-- TEXT SECTION start --

The wealthy white men who originated the institutions that make up this country — from those who stepped off the boat at Jamestown to those who led the American Revolution and wrote the Constitution — created the system of white supremacy. This white supremacy gave them free labor (free to them, although at great cost to the humans they enslaved), and thus aided them in generating amazing levels of wealth. Middle class and poor white people enabled this addiction because it gave them something as well — the illusion that they were allied with the wealthy white man rather than the poor Black man. These white people thought they could control the white supremacy they had created, but they lost control and became addicted to the power it gave them. 

Many of those we call our Founding Fathers saw the moral quandary created by this addiction. George Washington wrote, “I wish from my soul that the legislature of this State could see a policy of a gradual Abolition of Slavery.” Thomas Jefferson wrote, “Nobody wishes more ardently to see an abolition not only of the trade but of the condition of slavery: and certainly nobody will be more willing to encounter every sacrifice for that object.” And James Madison wrote, “The magnitude of this evil among us is so deeply felt, and so universally acknowledged, that no merit could be greater than that of devising a satisfactory remedy for it.” And yet their addiction, as for so many people, superseded their common sense and intellect — their financial and political interests won out, and they did nothing to further abolition or equality between the races. James Madison and the other framers of the Constitution wrote white supremacy’s code of reduced Black personhood into the document through the three-fifths clause, counting Black people as three-fifths of a person for purposes of representation, but not allowing them to vote whether they were free or enslaved.

-- TEXT SECTION end --
-- INFORMATION PROVIDED start --

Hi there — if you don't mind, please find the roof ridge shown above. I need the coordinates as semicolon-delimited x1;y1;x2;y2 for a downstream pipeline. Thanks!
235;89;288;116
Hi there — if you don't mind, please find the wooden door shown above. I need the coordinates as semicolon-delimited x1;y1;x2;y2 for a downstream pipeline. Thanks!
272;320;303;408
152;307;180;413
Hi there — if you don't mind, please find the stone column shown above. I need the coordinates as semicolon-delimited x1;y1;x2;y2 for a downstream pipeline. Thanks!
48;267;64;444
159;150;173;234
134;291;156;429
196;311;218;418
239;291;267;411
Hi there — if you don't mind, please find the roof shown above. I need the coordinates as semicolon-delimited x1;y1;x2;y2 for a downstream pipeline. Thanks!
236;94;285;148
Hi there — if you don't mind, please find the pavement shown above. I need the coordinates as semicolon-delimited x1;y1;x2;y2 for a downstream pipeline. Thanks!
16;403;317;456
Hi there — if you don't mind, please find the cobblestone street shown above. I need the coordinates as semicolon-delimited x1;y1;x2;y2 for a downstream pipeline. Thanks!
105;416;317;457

-- INFORMATION PROVIDED end --

### SHORT PROBLEM 1
Rewrite the paragraph of the essay on white supremacy beginning "Many of those we call our Founding Fathers" as a short bulleted list that keeps its main facts.
### SHORT PROBLEM 2
According to the essay on white supremacy, why did middle class and poor white people go along with the system the wealthy white men created?
### SHORT PROBLEM 3
Continue the essay on white supremacy after its final sentence.

### RESPONSE 1
- Many Founding Fathers saw the moral problem this addiction created.
- George Washington wished the state legislature would adopt a policy of gradual abolition of slavery.
- Thomas Jefferson wrote that nobody wanted abolition of both the slave trade and slavery itself more than he did.
- James Madison called slavery a deeply felt and universally acknowledged evil and said no merit would be greater than finding a remedy.
- Their addiction still overrode their judgment. Financial and political interests won out, and they did nothing to advance abolition or racial equality.
- Madison and the other framers wrote the three-fifths clause into the Constitution. It counted Black people as three-fifths of a person for representation and denied them the vote, whether free or enslaved.

### RESPONSE 2
They went along with it because it gave them something too: the illusion that they were allied with the wealthy white man rather than the poor Black man.

### RESPONSE 3
Over time, those who were slavery’s greatest beneficiaries began not to criticize it halfheartedly, but to articulate its so-called virtues. John Calhoun, senator from South Carolina and one of slavery’s most ardent defenders, wrote in 1837: “I hold that in the present state of civilization, where two races of different origin, and distinguished by color, and other physical differences, as well as intellectual, are brought together, the relation now existing in the slaveholding States between the two, is, instead of an evil, a good — a positive good… I may say with truth, that in few countries so much is left to the share of the laborer, and so little exacted from him, or where there is more kind attention paid to him in sickness or infirmities of age.”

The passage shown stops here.